**Work required:** Count the lines in the entries below that contain the string "kayak", and reply with the number alone.
━━━━━━━━━━━━━━━━━━━━━━━━━━━━━━
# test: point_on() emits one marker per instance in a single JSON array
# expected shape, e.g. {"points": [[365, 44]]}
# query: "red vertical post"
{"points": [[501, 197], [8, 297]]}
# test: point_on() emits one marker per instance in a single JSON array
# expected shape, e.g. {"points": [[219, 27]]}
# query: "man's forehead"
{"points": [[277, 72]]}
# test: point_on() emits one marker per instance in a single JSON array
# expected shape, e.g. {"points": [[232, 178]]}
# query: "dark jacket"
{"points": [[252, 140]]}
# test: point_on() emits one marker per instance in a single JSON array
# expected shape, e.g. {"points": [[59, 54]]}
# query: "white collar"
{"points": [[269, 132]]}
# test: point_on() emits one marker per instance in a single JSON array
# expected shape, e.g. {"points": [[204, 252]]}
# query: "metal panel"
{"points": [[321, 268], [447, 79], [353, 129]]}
━━━━━━━━━━━━━━━━━━━━━━━━━━━━━━
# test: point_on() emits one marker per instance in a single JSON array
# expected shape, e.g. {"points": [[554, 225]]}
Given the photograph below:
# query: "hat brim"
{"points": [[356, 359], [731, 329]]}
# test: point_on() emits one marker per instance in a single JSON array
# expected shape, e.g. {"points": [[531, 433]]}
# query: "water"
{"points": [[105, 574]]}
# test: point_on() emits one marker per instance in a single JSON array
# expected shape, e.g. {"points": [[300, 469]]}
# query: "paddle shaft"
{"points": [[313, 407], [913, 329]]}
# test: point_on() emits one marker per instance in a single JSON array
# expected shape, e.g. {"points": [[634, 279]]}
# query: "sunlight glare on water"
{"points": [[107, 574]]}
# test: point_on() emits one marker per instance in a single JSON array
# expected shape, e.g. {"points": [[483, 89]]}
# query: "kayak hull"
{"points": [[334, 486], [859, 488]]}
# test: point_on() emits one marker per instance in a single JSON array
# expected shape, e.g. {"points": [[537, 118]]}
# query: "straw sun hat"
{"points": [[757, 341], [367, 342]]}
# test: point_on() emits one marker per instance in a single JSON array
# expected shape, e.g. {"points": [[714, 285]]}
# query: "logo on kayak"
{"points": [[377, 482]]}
━━━━━━━━━━━━━━━━━━━━━━━━━━━━━━
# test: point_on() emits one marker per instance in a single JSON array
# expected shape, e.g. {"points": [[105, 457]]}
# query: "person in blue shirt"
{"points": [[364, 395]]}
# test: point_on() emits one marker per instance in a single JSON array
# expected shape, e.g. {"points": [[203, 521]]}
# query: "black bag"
━━━━━━━━━━━━━━━━━━━━━━━━━━━━━━
**The reply:** 2